## GOAL OF THE EXERCISE
How many of the lines below contain the string "bounding"? Reply with the number alone.

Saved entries
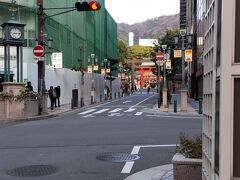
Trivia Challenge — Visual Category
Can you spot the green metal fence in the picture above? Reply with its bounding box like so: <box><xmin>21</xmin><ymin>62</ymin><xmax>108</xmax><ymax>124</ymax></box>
<box><xmin>0</xmin><ymin>0</ymin><xmax>117</xmax><ymax>69</ymax></box>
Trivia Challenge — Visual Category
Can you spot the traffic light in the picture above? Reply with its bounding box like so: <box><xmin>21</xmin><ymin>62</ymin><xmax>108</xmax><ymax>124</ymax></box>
<box><xmin>75</xmin><ymin>0</ymin><xmax>101</xmax><ymax>11</ymax></box>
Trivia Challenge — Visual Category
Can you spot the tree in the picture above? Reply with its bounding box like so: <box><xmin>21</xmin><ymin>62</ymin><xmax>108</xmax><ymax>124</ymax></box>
<box><xmin>118</xmin><ymin>40</ymin><xmax>127</xmax><ymax>63</ymax></box>
<box><xmin>127</xmin><ymin>45</ymin><xmax>153</xmax><ymax>60</ymax></box>
<box><xmin>151</xmin><ymin>29</ymin><xmax>181</xmax><ymax>78</ymax></box>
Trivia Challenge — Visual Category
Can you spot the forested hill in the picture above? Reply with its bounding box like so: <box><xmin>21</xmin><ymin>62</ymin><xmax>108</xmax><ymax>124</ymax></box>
<box><xmin>118</xmin><ymin>14</ymin><xmax>179</xmax><ymax>44</ymax></box>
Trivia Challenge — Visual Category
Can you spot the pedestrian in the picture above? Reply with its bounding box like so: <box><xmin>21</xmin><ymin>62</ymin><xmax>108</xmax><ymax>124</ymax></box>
<box><xmin>48</xmin><ymin>86</ymin><xmax>57</xmax><ymax>110</ymax></box>
<box><xmin>55</xmin><ymin>86</ymin><xmax>61</xmax><ymax>107</ymax></box>
<box><xmin>26</xmin><ymin>81</ymin><xmax>33</xmax><ymax>92</ymax></box>
<box><xmin>148</xmin><ymin>85</ymin><xmax>150</xmax><ymax>94</ymax></box>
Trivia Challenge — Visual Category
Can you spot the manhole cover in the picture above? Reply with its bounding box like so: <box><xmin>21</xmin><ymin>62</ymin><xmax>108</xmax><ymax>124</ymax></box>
<box><xmin>6</xmin><ymin>165</ymin><xmax>57</xmax><ymax>177</ymax></box>
<box><xmin>97</xmin><ymin>153</ymin><xmax>140</xmax><ymax>162</ymax></box>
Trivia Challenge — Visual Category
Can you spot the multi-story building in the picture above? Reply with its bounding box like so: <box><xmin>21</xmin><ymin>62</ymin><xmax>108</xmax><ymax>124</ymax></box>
<box><xmin>0</xmin><ymin>0</ymin><xmax>117</xmax><ymax>81</ymax></box>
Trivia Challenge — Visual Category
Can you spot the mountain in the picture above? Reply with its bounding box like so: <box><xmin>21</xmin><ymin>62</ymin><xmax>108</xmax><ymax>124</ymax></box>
<box><xmin>118</xmin><ymin>14</ymin><xmax>179</xmax><ymax>44</ymax></box>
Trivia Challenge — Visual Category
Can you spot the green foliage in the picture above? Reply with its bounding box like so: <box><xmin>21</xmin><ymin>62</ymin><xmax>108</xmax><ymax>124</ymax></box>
<box><xmin>127</xmin><ymin>45</ymin><xmax>152</xmax><ymax>60</ymax></box>
<box><xmin>176</xmin><ymin>134</ymin><xmax>202</xmax><ymax>158</ymax></box>
<box><xmin>0</xmin><ymin>90</ymin><xmax>39</xmax><ymax>102</ymax></box>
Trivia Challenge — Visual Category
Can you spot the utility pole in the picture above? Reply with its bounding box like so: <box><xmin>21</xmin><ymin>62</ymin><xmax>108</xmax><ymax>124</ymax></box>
<box><xmin>37</xmin><ymin>0</ymin><xmax>46</xmax><ymax>115</ymax></box>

## RESPONSE TO THE TASK
10